A Geographic Information System (GIS) is a set of computer-based tools that collects, analyzes, and maps spatial data. Scientists use GIS mapping technology that employs methods of statistical analysis, database functions, and visualization benefits to study the impact of climatic changes. On the basis of these insights, researchers create profiles that illustrate the vulnerability of a specific geographical area to changes in its climate.

Greenhouse gas emissions resulting from human activities in the industrialized world have led to a steady increase in average global temperatures. Melting glaciers, increasing numbers of storms, soil erosion, and other natural calamities are the fallout of climate change. A report published in 2006 by The Pew Center on Global Climate Change predicts that if greenhouse gas emissions do not subside, temperatures will rise by as much as 10°F (5.6°C) by the end of the twenty-first century.

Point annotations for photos
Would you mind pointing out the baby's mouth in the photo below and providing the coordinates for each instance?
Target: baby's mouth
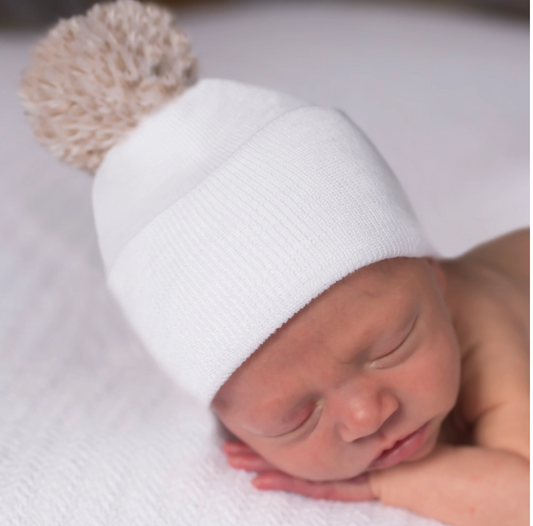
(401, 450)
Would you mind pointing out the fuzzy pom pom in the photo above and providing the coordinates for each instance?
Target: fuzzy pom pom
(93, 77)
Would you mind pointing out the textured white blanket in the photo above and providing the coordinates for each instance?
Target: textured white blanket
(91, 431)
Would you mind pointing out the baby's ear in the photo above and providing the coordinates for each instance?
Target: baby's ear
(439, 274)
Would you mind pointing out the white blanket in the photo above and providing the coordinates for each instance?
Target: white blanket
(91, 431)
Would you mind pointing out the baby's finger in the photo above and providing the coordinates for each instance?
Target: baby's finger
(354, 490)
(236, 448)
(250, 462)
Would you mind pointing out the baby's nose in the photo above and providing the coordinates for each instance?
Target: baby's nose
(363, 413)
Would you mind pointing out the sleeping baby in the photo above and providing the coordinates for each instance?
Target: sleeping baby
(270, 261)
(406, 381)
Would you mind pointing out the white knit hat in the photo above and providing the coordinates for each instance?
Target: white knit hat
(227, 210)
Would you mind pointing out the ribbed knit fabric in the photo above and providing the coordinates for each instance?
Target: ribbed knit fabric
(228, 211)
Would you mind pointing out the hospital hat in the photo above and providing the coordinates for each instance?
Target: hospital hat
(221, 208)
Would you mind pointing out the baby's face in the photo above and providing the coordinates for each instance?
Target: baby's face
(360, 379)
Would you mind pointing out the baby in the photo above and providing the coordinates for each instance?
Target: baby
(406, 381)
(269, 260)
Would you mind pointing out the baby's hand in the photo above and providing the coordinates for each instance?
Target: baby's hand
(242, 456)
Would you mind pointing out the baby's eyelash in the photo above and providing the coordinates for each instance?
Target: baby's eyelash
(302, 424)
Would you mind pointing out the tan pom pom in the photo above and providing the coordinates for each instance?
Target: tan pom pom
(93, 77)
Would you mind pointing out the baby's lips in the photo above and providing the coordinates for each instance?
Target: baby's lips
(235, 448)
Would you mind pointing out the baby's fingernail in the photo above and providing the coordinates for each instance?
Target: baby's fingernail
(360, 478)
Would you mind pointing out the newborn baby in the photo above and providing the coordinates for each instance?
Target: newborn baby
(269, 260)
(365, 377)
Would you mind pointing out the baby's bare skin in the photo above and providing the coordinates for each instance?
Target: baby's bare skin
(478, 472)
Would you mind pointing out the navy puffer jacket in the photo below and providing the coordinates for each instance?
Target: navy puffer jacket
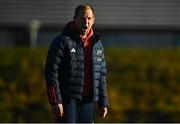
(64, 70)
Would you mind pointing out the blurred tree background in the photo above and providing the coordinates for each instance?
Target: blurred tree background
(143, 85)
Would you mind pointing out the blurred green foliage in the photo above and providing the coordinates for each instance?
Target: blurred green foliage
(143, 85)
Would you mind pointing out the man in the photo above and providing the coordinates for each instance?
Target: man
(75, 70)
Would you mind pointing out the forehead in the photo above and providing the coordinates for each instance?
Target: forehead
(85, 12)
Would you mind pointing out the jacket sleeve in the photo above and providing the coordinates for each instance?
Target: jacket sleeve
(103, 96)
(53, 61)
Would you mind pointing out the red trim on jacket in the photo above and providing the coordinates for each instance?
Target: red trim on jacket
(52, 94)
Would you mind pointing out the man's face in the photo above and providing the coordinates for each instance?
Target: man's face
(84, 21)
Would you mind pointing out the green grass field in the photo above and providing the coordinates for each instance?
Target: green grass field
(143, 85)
==
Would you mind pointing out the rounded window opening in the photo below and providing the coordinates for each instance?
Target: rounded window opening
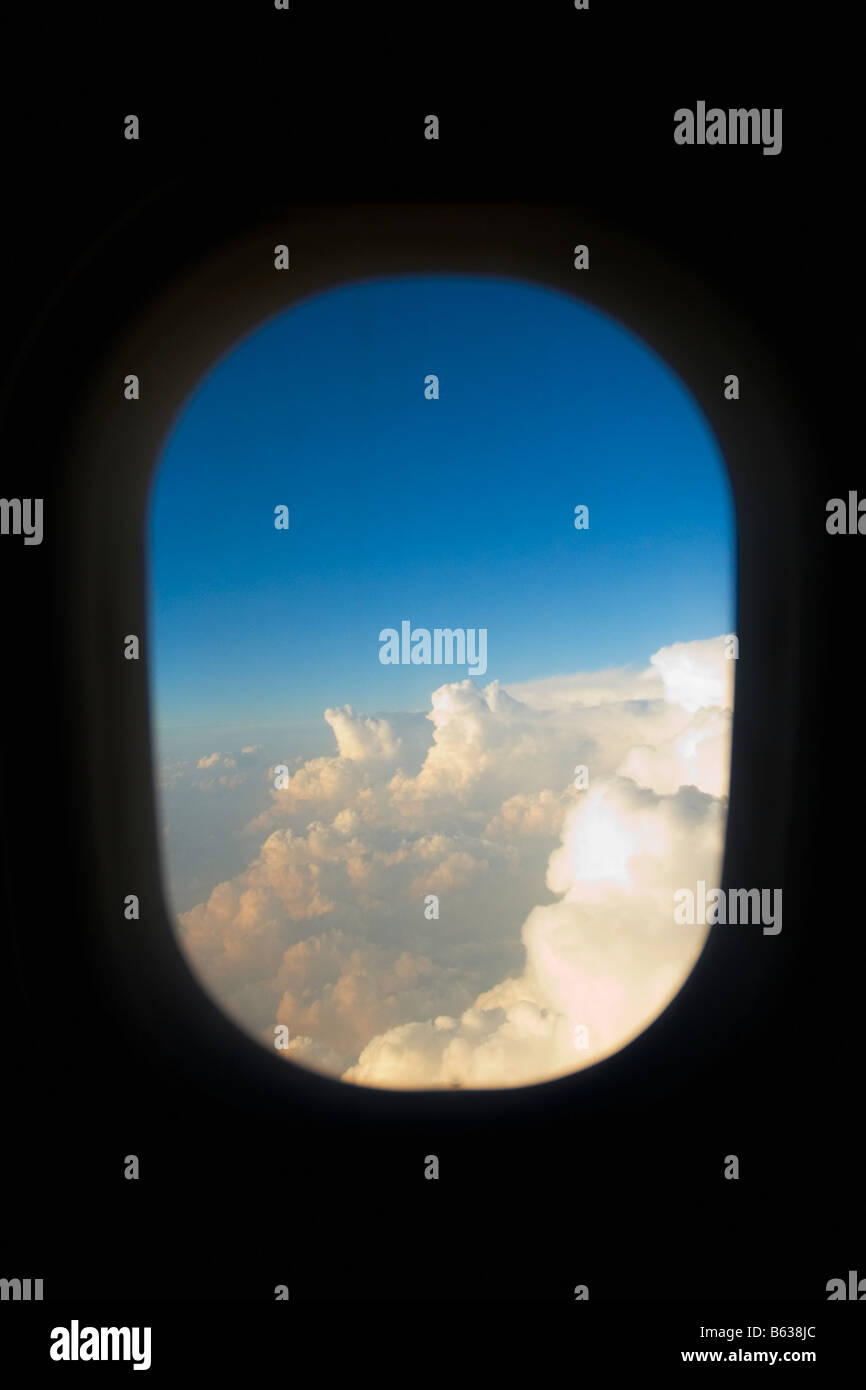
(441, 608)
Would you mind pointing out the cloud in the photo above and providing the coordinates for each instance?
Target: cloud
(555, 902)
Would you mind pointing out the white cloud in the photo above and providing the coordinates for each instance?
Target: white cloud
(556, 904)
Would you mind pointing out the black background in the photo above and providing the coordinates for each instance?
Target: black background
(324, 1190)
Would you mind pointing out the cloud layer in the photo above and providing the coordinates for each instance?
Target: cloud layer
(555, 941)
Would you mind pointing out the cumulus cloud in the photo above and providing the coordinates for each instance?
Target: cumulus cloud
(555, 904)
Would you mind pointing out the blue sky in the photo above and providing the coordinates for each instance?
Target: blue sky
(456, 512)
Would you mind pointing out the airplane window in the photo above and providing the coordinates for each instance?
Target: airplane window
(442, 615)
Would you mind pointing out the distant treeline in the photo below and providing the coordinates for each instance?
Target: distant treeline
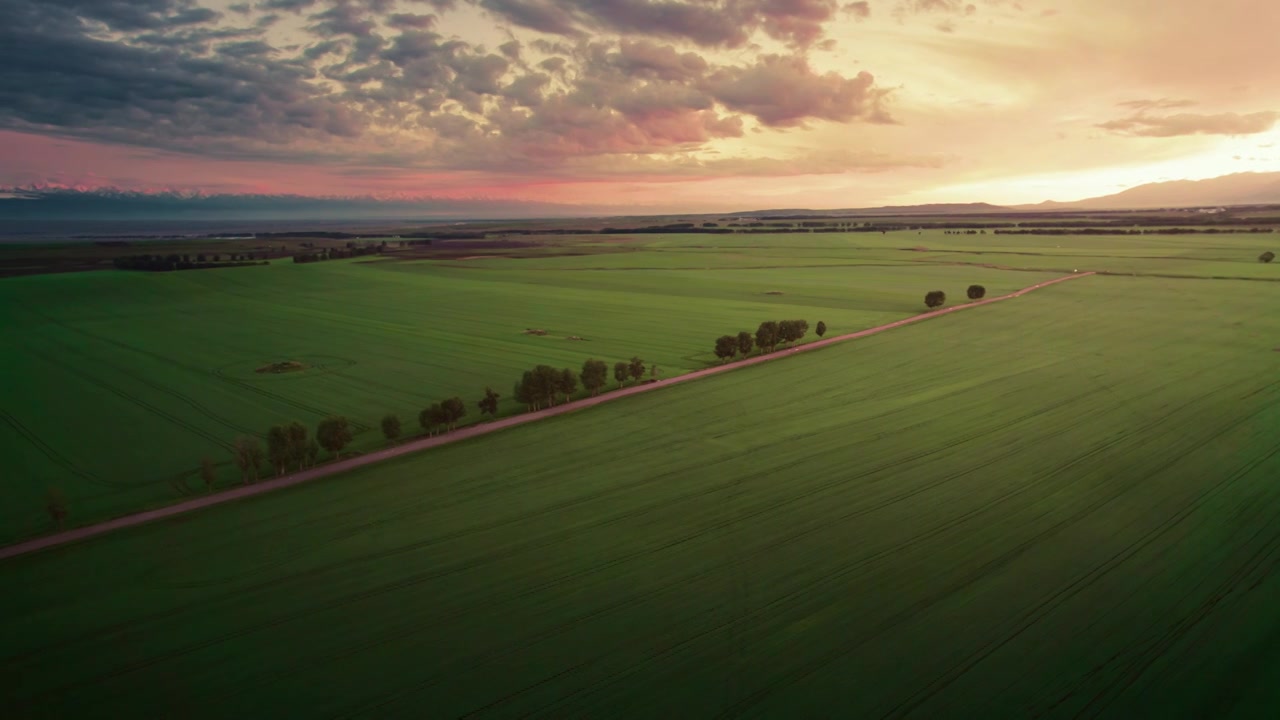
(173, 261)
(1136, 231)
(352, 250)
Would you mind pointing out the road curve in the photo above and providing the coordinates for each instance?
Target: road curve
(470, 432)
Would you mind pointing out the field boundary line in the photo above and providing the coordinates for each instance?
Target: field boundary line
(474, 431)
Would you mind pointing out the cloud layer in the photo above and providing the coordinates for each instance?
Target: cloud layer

WHAT IS ASKED ->
**a)** Using the passage on GIS and climate change, decide whether each statement agrees with it: (i) GIS collects, analyzes, and maps spatial data; (ii) the Pew Center report was published in 2008; (iii) researchers create profiles showing how vulnerable a geographical area is to changes in its climate. Answer yes or no for each, quoting the deciding words.
**b)** Please rewrite the paragraph of the passage on GIS and climate change that begins "Greenhouse gas emissions resulting" as a short bulleted list, keeping its main facts.

CORRECT ANSWERS ->
**a)**
(i) Yes: "collects, analyzes, and maps spatial data"
(ii) No: "A report published in 2006 by The Pew Center on Global Climate Change"
(iii) Yes: "researchers create profiles that illustrate the vulnerability of a specific geographical area to changes in its climate"

**b)**
- Greenhouse gas emissions from human activities in the industrialized world have steadily raised average global temperatures.
- Climate change brings melting glaciers, more storms, soil erosion, and other natural calamities.
- A 2006 report by The Pew Center on Global Climate Change predicts that if emissions do not subside, temperatures will rise by as much as 10°F (5.6°C) by the end of the twenty-first century.